[Required action] Once you find the line that contains "Would you please tag the wooden", write out that line and every line after it to the end of the records, exactly and with nothing else.

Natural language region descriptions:
Content starts
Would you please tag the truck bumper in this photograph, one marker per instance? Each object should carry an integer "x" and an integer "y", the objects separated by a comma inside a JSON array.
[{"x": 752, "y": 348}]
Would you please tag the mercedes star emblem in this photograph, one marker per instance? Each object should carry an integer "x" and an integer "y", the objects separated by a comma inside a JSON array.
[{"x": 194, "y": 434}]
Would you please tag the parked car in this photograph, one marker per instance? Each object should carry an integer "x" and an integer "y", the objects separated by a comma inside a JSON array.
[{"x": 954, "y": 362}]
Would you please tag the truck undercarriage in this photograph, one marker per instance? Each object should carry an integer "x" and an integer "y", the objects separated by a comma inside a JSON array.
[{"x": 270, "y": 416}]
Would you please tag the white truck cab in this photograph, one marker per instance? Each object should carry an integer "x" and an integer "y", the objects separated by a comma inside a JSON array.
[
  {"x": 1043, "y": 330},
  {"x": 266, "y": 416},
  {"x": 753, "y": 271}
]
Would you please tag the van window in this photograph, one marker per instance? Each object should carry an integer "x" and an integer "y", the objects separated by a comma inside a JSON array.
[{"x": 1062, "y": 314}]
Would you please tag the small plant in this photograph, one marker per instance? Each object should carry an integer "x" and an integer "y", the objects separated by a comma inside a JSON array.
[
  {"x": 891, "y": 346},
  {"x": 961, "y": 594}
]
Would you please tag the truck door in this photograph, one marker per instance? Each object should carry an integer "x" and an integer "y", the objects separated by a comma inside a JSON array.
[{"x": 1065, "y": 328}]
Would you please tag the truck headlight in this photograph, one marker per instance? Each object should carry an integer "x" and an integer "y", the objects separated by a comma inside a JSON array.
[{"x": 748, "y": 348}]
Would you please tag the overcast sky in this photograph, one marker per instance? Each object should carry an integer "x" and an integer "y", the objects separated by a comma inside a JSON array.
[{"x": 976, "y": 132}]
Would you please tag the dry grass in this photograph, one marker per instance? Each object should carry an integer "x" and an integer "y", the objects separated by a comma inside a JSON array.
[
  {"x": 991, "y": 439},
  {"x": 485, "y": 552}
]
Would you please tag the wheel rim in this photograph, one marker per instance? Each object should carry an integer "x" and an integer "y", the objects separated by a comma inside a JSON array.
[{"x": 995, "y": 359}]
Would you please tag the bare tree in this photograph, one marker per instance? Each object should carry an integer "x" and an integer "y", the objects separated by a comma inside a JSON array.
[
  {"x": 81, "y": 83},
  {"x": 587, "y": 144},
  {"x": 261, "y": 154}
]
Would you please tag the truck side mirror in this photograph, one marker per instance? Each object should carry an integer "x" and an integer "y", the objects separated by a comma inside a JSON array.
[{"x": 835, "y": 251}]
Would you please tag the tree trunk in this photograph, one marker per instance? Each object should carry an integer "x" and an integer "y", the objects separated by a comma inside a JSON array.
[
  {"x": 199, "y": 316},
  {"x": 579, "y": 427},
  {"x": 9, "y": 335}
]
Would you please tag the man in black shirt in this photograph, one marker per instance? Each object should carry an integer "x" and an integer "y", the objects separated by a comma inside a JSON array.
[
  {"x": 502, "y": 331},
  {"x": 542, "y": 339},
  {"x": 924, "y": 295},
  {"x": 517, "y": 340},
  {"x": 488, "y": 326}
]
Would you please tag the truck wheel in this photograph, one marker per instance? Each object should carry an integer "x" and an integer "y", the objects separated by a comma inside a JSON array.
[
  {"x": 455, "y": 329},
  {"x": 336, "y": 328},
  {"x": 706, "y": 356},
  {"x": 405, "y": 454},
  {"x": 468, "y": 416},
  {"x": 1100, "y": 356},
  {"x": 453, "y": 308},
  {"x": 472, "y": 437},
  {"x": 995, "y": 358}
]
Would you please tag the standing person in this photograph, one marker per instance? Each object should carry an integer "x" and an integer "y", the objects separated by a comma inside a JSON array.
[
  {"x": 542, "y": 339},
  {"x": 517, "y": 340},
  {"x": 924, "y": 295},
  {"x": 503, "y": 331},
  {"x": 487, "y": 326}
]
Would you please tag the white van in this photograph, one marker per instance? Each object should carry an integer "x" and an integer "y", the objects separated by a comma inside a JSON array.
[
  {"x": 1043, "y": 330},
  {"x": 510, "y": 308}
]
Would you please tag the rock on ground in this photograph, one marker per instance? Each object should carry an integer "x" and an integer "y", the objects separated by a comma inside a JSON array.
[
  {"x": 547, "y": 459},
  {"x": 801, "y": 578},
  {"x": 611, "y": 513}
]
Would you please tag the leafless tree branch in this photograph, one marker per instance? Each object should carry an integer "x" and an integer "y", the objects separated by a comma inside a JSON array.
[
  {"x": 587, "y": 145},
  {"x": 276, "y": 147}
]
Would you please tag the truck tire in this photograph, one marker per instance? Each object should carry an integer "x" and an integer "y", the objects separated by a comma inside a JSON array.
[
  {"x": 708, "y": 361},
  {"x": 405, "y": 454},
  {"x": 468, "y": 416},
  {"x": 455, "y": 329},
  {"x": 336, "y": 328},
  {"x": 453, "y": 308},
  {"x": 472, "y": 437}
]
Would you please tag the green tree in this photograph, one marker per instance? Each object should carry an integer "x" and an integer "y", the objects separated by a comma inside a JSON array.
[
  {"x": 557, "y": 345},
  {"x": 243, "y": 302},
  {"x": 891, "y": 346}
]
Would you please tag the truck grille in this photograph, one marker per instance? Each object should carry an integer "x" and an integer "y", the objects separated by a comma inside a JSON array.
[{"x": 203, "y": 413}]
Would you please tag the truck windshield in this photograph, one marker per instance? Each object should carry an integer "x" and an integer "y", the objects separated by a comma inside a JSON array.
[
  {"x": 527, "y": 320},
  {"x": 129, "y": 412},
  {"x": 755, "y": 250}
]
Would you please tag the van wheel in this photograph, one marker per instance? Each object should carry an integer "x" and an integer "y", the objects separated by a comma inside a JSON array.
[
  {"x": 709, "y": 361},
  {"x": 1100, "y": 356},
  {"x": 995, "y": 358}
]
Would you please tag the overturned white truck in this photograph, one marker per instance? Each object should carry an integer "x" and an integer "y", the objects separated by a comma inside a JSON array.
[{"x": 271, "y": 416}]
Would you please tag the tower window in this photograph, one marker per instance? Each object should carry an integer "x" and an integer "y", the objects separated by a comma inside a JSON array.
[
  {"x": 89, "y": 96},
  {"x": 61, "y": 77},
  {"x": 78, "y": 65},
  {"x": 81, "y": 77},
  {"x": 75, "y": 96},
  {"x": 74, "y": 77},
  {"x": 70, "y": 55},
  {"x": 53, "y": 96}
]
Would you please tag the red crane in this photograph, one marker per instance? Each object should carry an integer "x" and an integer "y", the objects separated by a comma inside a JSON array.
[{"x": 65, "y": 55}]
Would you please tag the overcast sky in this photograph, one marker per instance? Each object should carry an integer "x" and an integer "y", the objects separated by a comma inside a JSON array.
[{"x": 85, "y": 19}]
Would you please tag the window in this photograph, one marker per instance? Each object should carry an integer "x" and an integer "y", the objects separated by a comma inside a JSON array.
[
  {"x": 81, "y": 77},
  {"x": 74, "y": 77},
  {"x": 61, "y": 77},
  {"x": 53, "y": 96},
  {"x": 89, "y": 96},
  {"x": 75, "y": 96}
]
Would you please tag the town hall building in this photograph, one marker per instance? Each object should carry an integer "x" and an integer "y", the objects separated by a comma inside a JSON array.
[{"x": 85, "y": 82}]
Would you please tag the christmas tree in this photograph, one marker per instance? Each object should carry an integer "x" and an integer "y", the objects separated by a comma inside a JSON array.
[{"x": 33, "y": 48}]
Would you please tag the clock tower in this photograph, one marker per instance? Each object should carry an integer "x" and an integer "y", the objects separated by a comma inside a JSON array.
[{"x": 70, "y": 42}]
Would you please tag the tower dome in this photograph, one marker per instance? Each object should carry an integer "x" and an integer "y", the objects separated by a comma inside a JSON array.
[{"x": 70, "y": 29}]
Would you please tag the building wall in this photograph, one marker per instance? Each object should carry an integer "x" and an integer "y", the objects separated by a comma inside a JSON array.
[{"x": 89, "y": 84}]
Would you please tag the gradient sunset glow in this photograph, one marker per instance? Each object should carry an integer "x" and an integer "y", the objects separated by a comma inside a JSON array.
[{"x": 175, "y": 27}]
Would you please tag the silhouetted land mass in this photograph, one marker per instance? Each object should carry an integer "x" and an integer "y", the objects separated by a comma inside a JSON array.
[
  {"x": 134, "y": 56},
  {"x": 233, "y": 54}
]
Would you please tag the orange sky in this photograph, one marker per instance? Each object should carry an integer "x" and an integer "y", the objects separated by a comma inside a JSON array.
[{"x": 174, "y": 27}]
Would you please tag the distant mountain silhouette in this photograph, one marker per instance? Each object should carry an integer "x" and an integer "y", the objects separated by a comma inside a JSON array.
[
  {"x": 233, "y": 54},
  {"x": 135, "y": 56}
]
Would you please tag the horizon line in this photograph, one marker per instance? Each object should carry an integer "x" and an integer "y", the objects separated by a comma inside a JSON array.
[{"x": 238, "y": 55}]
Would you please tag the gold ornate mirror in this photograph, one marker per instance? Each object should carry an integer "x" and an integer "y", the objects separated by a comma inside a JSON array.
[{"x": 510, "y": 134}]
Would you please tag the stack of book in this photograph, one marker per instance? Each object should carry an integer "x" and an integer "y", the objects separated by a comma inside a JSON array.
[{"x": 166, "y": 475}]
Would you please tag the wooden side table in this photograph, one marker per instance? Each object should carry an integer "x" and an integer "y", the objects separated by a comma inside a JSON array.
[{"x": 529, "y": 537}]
Content ends
[Exercise solution]
Would you please tag the wooden side table in this photograph, one marker per instance? Each object should carry an integer "x" and an integer "y", the objects separated by a comma inside a JSON array.
[{"x": 529, "y": 537}]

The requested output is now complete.